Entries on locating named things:
━━━━━━━━━━━━━━━━━━━━━━━━━━━━━━

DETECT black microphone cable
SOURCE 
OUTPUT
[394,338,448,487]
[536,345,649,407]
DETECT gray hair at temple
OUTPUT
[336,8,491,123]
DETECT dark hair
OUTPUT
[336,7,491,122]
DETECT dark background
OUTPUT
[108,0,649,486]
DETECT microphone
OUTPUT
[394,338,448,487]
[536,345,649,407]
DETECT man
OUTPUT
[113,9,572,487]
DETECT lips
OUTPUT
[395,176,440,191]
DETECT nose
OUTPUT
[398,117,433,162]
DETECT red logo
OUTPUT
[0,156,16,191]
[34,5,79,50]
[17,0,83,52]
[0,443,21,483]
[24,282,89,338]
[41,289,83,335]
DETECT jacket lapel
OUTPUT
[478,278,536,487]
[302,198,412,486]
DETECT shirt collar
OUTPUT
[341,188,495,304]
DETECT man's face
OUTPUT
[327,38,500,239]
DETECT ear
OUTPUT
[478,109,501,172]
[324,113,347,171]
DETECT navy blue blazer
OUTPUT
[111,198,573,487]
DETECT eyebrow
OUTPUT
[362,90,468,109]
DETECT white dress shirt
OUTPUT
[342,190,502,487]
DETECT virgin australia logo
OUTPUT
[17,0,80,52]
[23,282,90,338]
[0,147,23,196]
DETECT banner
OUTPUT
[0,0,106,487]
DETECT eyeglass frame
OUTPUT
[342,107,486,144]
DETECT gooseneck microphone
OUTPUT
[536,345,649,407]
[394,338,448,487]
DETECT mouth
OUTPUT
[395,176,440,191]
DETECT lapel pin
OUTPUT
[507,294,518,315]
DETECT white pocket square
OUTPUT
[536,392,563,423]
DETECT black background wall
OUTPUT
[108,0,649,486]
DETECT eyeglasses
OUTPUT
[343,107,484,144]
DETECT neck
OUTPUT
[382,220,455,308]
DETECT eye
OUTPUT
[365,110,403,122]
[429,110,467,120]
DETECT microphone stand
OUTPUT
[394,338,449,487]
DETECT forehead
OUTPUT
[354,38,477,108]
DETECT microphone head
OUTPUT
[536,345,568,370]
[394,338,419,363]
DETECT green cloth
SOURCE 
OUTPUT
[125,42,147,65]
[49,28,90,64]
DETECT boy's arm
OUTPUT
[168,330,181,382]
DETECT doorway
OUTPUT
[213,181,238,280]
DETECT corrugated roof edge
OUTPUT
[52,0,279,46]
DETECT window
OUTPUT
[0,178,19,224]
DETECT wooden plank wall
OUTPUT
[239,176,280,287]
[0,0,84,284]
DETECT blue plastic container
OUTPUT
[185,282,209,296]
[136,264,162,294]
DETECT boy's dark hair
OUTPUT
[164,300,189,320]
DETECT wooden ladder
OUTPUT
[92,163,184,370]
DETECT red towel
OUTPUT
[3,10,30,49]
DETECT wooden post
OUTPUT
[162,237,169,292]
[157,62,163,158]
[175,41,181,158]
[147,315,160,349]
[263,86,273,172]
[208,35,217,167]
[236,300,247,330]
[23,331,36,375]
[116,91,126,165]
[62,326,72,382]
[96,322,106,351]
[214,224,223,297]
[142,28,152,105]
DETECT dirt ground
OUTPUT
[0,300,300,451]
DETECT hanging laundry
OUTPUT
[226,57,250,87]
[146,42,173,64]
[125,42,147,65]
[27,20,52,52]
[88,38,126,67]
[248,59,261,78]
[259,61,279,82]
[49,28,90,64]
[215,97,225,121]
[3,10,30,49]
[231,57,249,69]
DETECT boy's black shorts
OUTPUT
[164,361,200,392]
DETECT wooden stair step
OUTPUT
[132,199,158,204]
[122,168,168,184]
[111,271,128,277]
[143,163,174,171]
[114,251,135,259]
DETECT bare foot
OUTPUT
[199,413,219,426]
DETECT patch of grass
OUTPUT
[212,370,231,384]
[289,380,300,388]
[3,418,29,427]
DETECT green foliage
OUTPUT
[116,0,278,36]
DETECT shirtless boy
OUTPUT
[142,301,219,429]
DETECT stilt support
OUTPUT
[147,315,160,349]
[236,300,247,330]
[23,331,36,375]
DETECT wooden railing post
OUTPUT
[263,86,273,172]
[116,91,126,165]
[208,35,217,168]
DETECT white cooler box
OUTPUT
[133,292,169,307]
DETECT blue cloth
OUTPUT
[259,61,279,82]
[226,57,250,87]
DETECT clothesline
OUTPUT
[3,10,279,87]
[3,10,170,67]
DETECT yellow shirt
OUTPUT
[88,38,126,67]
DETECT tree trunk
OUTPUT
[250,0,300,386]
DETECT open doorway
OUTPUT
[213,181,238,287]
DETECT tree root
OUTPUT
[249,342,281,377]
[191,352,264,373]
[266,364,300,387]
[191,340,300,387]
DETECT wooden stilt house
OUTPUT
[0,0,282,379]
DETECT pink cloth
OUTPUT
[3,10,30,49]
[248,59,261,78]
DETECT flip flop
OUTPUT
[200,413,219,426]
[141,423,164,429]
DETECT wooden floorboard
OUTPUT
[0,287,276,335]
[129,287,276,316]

━━━━━━━━━━━━━━━━━━━━━━━━━━━━━━

### AIM OF THE TASK
Set down all of the entries above once more, line for line and unchanged.

### EXERCISE ANSWER
DETECT black microphone cable
SOURCE 
OUTPUT
[394,338,448,487]
[536,345,649,407]
DETECT gray hair at temple
OUTPUT
[336,8,491,123]
DETECT dark hair
OUTPUT
[336,7,491,122]
DETECT dark background
OUTPUT
[108,0,649,486]
DETECT microphone
OUTPUT
[394,338,448,487]
[536,345,649,407]
DETECT man
OUTPUT
[113,9,572,487]
DETECT lips
OUTPUT
[395,176,440,191]
DETECT nose
OUTPUT
[398,117,433,162]
DETECT red logo
OUTPUT
[0,156,16,191]
[34,5,79,50]
[17,0,83,52]
[0,443,21,483]
[24,282,89,338]
[41,289,83,335]
DETECT jacket lapel
OUTPUT
[478,278,536,487]
[302,198,412,486]
DETECT shirt collar
OUTPUT
[341,188,495,304]
DETECT man's face
OUTPUT
[327,38,500,239]
DETECT ear
OUTPUT
[478,109,501,172]
[324,113,347,171]
DETECT navy blue blazer
OUTPUT
[111,198,573,487]
DETECT eyebrow
OUTPUT
[362,90,468,109]
DETECT white dress shirt
OUTPUT
[342,190,502,487]
DETECT virgin australia logo
OUTPUT
[17,0,80,52]
[23,282,90,338]
[0,147,23,196]
DETECT banner
OUTPUT
[0,0,106,487]
DETECT eyeglass frame
OUTPUT
[342,107,486,144]
DETECT gooseneck microphone
OUTPUT
[536,345,649,407]
[394,338,448,487]
DETECT mouth
OUTPUT
[395,176,440,191]
DETECT lapel pin
OUTPUT
[507,294,518,315]
DETECT white pocket square
OUTPUT
[536,392,563,423]
DETECT black background wall
OUTPUT
[108,0,649,486]
DETECT eyeglasses
OUTPUT
[343,107,484,144]
DETECT neck
OUTPUT
[382,220,455,308]
DETECT eye
OUTPUT
[365,110,403,122]
[429,110,467,120]
DETECT microphone stand
OUTPUT
[394,338,449,487]
DETECT forehead
OUTPUT
[354,38,477,108]
DETECT microphone head
OUTPUT
[536,345,568,370]
[394,338,419,363]
DETECT green cloth
SOURCE 
OUTPUT
[125,42,147,65]
[49,28,90,64]
DETECT boy's arm
OUTPUT
[168,330,181,382]
DETECT doorway
OUTPUT
[213,181,238,280]
DETECT corrugated roof edge
OUTPUT
[52,0,279,46]
DETECT window
OUTPUT
[0,178,19,224]
DETECT wooden plank wall
OUTPUT
[239,176,280,287]
[0,0,84,284]
DETECT blue plastic container
OUTPUT
[185,282,209,296]
[136,264,162,294]
DETECT boy's dark hair
OUTPUT
[164,300,189,320]
DETECT wooden ladder
OUTPUT
[92,163,184,370]
DETECT red towel
OUTPUT
[3,10,30,49]
DETECT wooden post
OUTPUT
[162,237,169,292]
[157,62,163,158]
[175,41,181,158]
[147,315,160,349]
[263,86,273,172]
[208,35,217,167]
[236,300,247,330]
[23,331,36,375]
[116,91,126,165]
[62,326,72,382]
[96,322,106,351]
[214,224,223,297]
[142,28,152,105]
DETECT dirt ground
OUTPUT
[0,300,300,451]
DETECT hanging laundry
OUTPUT
[226,57,250,87]
[146,42,173,64]
[125,42,147,65]
[27,20,52,52]
[88,38,126,67]
[248,59,261,78]
[259,61,279,82]
[49,28,90,64]
[215,97,225,121]
[3,10,30,49]
[231,57,249,69]
DETECT boy's black shorts
OUTPUT
[164,361,200,392]
DETECT wooden stair step
OUTPUT
[132,199,158,204]
[122,168,168,184]
[111,271,128,277]
[143,163,174,171]
[114,251,135,259]
DETECT bare foot
OUTPUT
[199,413,219,426]
DETECT patch of grass
OUTPUT
[212,370,231,384]
[289,380,300,388]
[3,418,29,427]
DETECT green foliage
OUTPUT
[116,0,278,36]
DETECT shirtless boy
OUTPUT
[142,301,219,429]
DETECT stilt support
OUTPUT
[147,315,160,349]
[236,300,247,330]
[23,331,36,375]
DETECT wooden railing post
OUTPUT
[263,86,273,172]
[116,91,126,165]
[208,35,217,168]
DETECT white cooler box
OUTPUT
[133,292,169,307]
DETECT blue cloth
OUTPUT
[259,61,279,82]
[226,57,250,87]
DETECT clothesline
OUTPUT
[3,10,279,87]
[3,10,170,67]
DETECT yellow shirt
OUTPUT
[88,38,126,67]
DETECT tree trunk
OUTPUT
[250,0,300,386]
DETECT open doorway
OUTPUT
[213,181,238,287]
DETECT tree root
OUTPUT
[249,342,281,377]
[191,352,264,373]
[266,364,300,387]
[191,340,300,387]
DETECT wooden stilt house
OUTPUT
[0,0,282,379]
DETECT pink cloth
OUTPUT
[3,10,30,49]
[248,59,261,78]
DETECT flip flop
OUTPUT
[200,413,219,426]
[141,423,164,429]
DETECT wooden floorboard
OUTPUT
[0,287,276,335]
[129,287,276,316]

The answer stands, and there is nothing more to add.